=== WRITTEN REQUEST ===
Pull out each line of the listing below that contains the string "SHOULD".

=== SUPPLIED DATA ===
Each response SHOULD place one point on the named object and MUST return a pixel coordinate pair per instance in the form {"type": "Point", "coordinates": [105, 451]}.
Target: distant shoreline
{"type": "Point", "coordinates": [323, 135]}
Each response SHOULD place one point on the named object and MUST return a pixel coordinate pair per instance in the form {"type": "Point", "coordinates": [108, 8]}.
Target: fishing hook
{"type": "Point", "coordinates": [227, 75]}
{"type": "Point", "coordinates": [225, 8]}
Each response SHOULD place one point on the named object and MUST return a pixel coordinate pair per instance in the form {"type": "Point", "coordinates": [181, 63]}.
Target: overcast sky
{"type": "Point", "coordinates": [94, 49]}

=== ANSWER FOR THE TASK ===
Each response SHOULD place one point on the named object and MUST return a pixel coordinate pair per instance in the form {"type": "Point", "coordinates": [105, 451]}.
Each response SHOULD place one point on the named object and MUST return a pixel coordinate pair per instance in the form {"type": "Point", "coordinates": [108, 8]}.
Each response SHOULD place one point on the named object and MUST return a pixel coordinate pair per instance in the form {"type": "Point", "coordinates": [181, 63]}.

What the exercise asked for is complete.